### [Task prompt]
Reproduce verbatim the lines of the data file, starting with the line that contains "Exercise. Tag every instance of the bush" and continuing through the final line.

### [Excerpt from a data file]
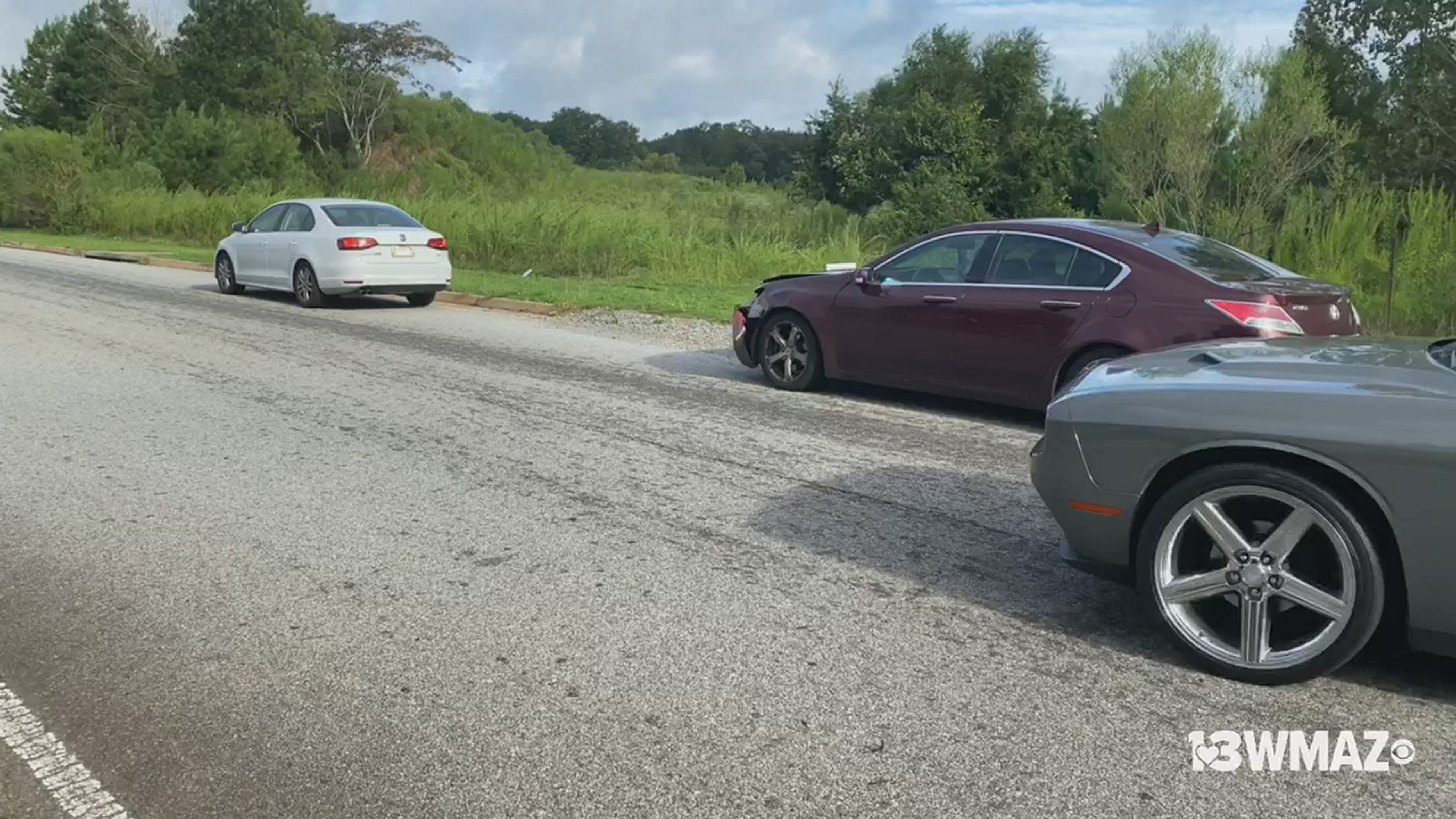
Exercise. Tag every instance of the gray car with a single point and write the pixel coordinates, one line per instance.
(1277, 502)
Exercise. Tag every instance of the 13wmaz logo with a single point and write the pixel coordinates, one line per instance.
(1298, 751)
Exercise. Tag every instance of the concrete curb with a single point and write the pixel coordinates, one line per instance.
(449, 297)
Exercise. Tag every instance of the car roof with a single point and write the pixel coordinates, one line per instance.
(1126, 231)
(334, 200)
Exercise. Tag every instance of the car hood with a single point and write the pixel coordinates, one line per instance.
(1316, 365)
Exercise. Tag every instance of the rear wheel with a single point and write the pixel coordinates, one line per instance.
(306, 286)
(1088, 360)
(789, 353)
(226, 276)
(1260, 575)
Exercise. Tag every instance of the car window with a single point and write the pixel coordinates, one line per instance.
(299, 221)
(1033, 260)
(1091, 270)
(267, 222)
(949, 260)
(369, 216)
(1212, 259)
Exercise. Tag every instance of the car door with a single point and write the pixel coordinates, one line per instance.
(253, 246)
(287, 245)
(902, 327)
(1037, 293)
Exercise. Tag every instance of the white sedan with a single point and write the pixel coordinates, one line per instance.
(324, 248)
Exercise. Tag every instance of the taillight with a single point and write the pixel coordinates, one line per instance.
(1258, 315)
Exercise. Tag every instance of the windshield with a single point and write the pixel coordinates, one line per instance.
(1212, 259)
(369, 216)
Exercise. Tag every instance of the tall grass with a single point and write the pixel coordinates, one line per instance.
(585, 223)
(1350, 241)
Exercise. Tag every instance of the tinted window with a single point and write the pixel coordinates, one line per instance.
(1030, 260)
(369, 216)
(1091, 270)
(944, 261)
(1210, 259)
(267, 222)
(299, 221)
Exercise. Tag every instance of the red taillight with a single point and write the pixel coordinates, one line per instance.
(1257, 315)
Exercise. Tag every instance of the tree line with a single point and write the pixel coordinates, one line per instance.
(965, 127)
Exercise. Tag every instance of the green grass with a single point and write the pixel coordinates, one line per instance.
(650, 295)
(156, 248)
(626, 293)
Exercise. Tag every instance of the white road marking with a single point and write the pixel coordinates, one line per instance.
(69, 783)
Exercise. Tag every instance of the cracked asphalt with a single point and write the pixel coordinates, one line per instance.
(388, 561)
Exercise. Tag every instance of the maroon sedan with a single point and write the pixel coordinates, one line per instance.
(1011, 311)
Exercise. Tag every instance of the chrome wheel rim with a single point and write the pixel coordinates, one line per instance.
(786, 352)
(1256, 577)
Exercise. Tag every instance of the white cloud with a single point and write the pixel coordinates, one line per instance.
(672, 63)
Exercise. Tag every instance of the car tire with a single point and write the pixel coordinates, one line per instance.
(306, 286)
(801, 366)
(226, 276)
(1338, 545)
(1088, 360)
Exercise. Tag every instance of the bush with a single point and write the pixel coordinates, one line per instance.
(41, 177)
(226, 150)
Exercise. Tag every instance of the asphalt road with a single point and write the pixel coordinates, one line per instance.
(388, 561)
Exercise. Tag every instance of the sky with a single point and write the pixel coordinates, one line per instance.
(666, 64)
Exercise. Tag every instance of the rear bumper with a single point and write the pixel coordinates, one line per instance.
(388, 289)
(350, 276)
(743, 334)
(1097, 525)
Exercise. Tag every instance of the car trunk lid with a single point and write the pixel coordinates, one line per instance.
(398, 245)
(1318, 308)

### [Output for this exercise]
Exercise. Tag every instance of the bush with a single point and write the pixel coordinates, one line per instance.
(41, 177)
(226, 150)
Exercise. Tag every instance of the asphalt road with a single point and write the pixel coordinates, one line per instance.
(388, 561)
Exercise. Tag every instance of the sky with a single point and write the pixel coordinates, one line per instance.
(666, 64)
Exercise. Tag every instance of the rear bumper with a single point and write the pixel coordinates, one line per instance.
(388, 289)
(350, 276)
(743, 334)
(1097, 525)
Exercise. Tag every instance of the car trunk lid with a single point and write the pixel coordinates, one line per instance.
(398, 245)
(1318, 308)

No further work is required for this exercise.